#### WORK REQUIRED:
Identify each line in the block of data below that contains the string "palm" and copy those lines in full. Matching is case-sensitive.

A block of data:

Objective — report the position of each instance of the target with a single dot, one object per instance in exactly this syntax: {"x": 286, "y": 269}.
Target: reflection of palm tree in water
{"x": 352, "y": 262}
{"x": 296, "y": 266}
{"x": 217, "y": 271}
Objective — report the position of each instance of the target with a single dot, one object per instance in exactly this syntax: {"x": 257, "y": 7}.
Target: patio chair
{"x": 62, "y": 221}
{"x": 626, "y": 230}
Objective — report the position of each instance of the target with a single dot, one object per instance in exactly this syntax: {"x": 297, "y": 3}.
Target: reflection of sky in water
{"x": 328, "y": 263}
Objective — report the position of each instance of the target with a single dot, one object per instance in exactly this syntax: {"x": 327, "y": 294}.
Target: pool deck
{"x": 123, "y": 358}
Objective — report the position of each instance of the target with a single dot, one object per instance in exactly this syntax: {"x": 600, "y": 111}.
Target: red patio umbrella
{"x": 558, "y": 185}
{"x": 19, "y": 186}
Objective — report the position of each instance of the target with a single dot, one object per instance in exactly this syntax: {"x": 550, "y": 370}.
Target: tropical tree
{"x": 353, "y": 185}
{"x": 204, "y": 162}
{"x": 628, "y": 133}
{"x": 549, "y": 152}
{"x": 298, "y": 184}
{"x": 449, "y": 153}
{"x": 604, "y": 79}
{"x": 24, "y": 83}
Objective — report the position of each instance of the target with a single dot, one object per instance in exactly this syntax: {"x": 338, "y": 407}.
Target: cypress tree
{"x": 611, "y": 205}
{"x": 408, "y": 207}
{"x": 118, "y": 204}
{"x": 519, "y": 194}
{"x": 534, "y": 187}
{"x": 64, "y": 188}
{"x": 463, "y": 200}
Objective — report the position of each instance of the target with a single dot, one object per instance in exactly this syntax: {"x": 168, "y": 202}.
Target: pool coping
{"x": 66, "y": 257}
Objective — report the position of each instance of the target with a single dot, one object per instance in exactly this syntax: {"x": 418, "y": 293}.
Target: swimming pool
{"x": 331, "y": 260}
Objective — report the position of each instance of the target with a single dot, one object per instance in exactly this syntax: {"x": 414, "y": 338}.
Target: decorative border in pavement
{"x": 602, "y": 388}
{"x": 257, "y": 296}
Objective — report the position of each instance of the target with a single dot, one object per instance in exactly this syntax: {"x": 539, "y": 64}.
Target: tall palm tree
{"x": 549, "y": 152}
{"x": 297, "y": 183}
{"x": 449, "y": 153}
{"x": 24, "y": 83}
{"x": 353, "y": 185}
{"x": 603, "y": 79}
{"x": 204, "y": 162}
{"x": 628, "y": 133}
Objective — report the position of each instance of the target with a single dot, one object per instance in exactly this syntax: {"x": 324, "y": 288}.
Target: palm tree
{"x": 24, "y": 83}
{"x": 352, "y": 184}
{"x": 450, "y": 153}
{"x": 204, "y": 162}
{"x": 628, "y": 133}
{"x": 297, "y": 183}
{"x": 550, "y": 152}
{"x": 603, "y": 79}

#### ANSWER:
Target: reflection of palm tree in water
Target: tall palm tree
Target: palm tree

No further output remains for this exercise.